# Passage provided
·····
I scratched my head.  "Eh....like I don't have a mouth?"

"Whoops, wrong example.  More like this:"

Everyone at my table celebrates when my cabeceo finally works!  
But honestly, what was more frightening - my staring or my grinning 
like a japanese anime nightmare cat monster that followed afterwards?












Sunday, January 11, 2015

Don Juan


Apparently, I'm Don Giovanni and Man Yung is the Commandatore.  If I don't repent now, he's going to drag me straight to the depths of hell (of forgotten and cast off past loves)!

Man Yung and I have different perspectives on love - especially "Old Loves".  The "Love" we are talking about in this sense could be for people, places, things, activities...

Man Yung says that whatever he has loved, he will love forever. This goes for artworks by Picasso and Modigliani, music by Beethoven, Martial Arts of any type (he still practices at every opportunity), Scotch (and some Bourbons), films with Alain Delon in them, etc. 

Man Yung even claims that he loves all his ex-girlfriends.  And all the sweaters they knitted for him. 

"But you aren't with them anymore," I said. 

"Ah...but that hasn't stopped me from loving them until now," said Man Yung.

While I pondered that strange notion of still loving everything (including ex-girlfriends you are no longer with), I thought about my own "Old Loves".

I certainly don't love my exes anymore.  I used to be a Martial Arts fanatic, but no longer.  I still love the opera, but I don't listen to it more than a few times a year.  I still knit, but instead of producing one sweater a month, I've slowed down to a sweater every 1.5 to 2 years...

"The problem you have is that you latch onto something - and then you become completely obsessed with it.  You think about it night and day, you devote time, money, energy into it...and then you run out of steam and eventually cast it aside for the next obsession," said Man Yung.  

I protested.  "But my method is extremely productive.*  I got my black belt within like, three years.  I knew everything there is to know about opera and opera singers and even learned the lyrics to some arias and duets by heart.  I produced ten to twelve sweaters a year.  Even with Tango - I learned how to dance, I found out lots of information about Argentinian culture and history - I even learned Spanish and made loads of Argentinian friends.  Every time I fall in love, I achieve something!"

* About ex-boyfriends - I was just relieved to have a boyfriend!  Doesn't matter that we didn't really like each other and we were completely incompatible, at least I was dating!  How's that for cynicism?

"Love shouldn't be about achievement.  You are like Don Juan and his conquests - you conquer something that takes your fancy, put a notch in your bedpost (or a mark in your notebook), and then move onto the next one.  You leave a trail of broken hearts behind you.  The sad neglected karate uniform at the bottom of your closet. Opera CDs and librettos that have not been enjoyed in years.  A half-finished knitting project languishing on its needles.  Sooner or later, you may even stop loving Tango (and/or me).  Are we going to have to donate your mountain of Tango shoes (and your poor husband) to Goodwill?"

Man Yung has been nagging me for years about this one.  He believes that I shouldn't take a journey just to get at the big shiny goal at the end of it. 

"What you have to love and enjoy is the process, and not do something just for the reward.  You have to reach a state where you don't care if you will win, you don't care if you will lose, you don't care what people think.  That's how you find enduring love in what you do.  And that's how you gain real expertise in something - it becomes part of you, and you don't have to prove it to anyone."

Thanks Man Yung for that fascinating piece of philosophy - but I'll stick to my flings.  What's wrong with chasing after bright shiny new things?  Everybody does it.  I love me some carrots on a stick - if something isn't being dangled in front of me, I won't be moving forward at all but sitting on my couch, eating chips and watching Seinfeld re-runs!
·····
# Listed records
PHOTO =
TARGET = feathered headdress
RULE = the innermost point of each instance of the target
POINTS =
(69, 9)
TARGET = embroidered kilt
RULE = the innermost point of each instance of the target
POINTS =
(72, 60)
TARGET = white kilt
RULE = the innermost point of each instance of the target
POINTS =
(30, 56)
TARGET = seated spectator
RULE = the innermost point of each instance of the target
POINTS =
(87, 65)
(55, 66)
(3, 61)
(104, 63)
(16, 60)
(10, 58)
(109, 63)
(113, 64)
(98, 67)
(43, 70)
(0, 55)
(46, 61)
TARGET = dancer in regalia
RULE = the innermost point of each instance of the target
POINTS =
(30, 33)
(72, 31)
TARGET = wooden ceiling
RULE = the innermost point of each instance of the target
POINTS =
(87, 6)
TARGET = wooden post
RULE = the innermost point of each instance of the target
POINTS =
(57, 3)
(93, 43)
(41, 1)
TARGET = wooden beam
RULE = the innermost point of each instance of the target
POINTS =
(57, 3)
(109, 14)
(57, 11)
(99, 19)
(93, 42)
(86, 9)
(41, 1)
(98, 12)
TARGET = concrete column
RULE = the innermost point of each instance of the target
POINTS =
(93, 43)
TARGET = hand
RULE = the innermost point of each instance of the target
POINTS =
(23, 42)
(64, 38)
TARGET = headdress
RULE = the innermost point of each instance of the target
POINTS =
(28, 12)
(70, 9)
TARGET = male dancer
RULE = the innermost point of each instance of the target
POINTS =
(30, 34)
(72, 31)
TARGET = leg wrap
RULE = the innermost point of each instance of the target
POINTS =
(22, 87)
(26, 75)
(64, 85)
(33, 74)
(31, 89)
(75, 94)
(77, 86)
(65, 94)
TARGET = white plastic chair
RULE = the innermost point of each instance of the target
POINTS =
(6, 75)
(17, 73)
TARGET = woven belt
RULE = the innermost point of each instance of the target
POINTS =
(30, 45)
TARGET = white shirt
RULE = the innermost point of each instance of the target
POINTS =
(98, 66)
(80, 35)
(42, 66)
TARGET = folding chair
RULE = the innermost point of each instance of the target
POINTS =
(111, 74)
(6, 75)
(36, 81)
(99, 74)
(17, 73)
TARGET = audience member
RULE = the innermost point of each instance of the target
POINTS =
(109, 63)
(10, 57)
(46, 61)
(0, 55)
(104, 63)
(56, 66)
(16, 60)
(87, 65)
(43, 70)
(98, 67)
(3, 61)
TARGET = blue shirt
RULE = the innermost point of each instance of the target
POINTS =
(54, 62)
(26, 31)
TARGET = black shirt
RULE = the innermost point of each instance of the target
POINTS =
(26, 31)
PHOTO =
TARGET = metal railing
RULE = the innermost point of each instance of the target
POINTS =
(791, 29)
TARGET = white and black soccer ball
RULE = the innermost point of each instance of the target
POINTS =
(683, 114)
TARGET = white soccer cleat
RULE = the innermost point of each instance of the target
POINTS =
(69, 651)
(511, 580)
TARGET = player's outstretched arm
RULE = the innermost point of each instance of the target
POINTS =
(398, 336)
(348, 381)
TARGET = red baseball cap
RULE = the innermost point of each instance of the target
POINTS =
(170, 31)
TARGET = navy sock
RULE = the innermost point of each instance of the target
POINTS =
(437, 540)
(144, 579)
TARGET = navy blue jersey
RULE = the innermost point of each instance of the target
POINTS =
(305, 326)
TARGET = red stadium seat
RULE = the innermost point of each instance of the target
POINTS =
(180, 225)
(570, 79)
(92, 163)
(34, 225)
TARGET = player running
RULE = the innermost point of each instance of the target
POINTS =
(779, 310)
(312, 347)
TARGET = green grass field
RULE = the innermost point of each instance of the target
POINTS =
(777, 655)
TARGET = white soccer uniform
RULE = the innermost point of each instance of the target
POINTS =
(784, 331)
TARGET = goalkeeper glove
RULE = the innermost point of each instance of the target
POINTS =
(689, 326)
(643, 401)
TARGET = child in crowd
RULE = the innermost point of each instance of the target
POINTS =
·····
# Required work
1. Copy the Don Juan blog post verbatim, starting at the words "Thanks Man Yung" and ending after "watching Seinfeld re-runs!".
2. Does the Don Juan blog post support each statement below? Answer yes or no for each and quote the words that settle it. (a) Man Yung claims he loves all his ex-girlfriends. (b) The narrator earned a black belt in about five years. (c) The narrator still produces one sweater a month.

# Solutions by task
1.
Thanks Man Yung for that fascinating piece of philosophy - but I'll stick to my flings.  What's wrong with chasing after bright shiny new things?  Everybody does it.  I love me some carrots on a stick - if something isn't being dangled in front of me, I won't be moving forward at all but sitting on my couch, eating chips and watching Seinfeld re-runs!

2.
(a) Yes: "Man Yung even claims that he loves all his ex-girlfriends."
(b) No: "I got my black belt within like, three years."
(c) No: "instead of producing one sweater a month, I've slowed down to a sweater every 1.5 to 2 years"